Assignment:
Leaving out all images, return the entries below exactly.

Source data:
═══
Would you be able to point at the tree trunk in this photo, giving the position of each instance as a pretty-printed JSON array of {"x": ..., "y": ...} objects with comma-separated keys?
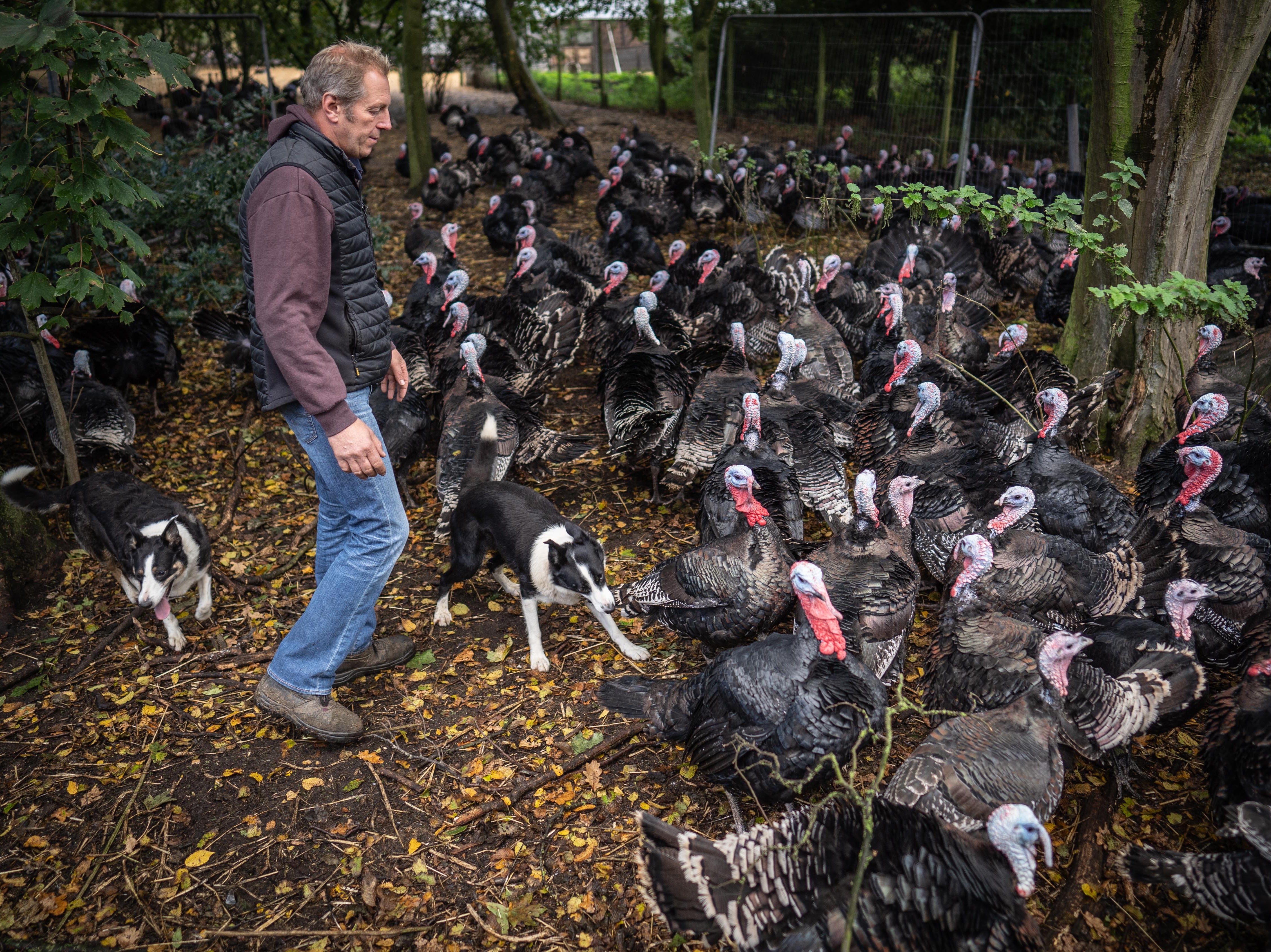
[
  {"x": 1171, "y": 77},
  {"x": 657, "y": 49},
  {"x": 417, "y": 133},
  {"x": 519, "y": 79},
  {"x": 703, "y": 12}
]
═══
Written reply:
Would you be able to point at the tree trunk in this photo, giving the position of each instance as a pretty-printed JSON array of {"x": ..., "y": ...} objects with comma-separated keys?
[
  {"x": 1171, "y": 77},
  {"x": 657, "y": 49},
  {"x": 417, "y": 133},
  {"x": 519, "y": 79},
  {"x": 703, "y": 12}
]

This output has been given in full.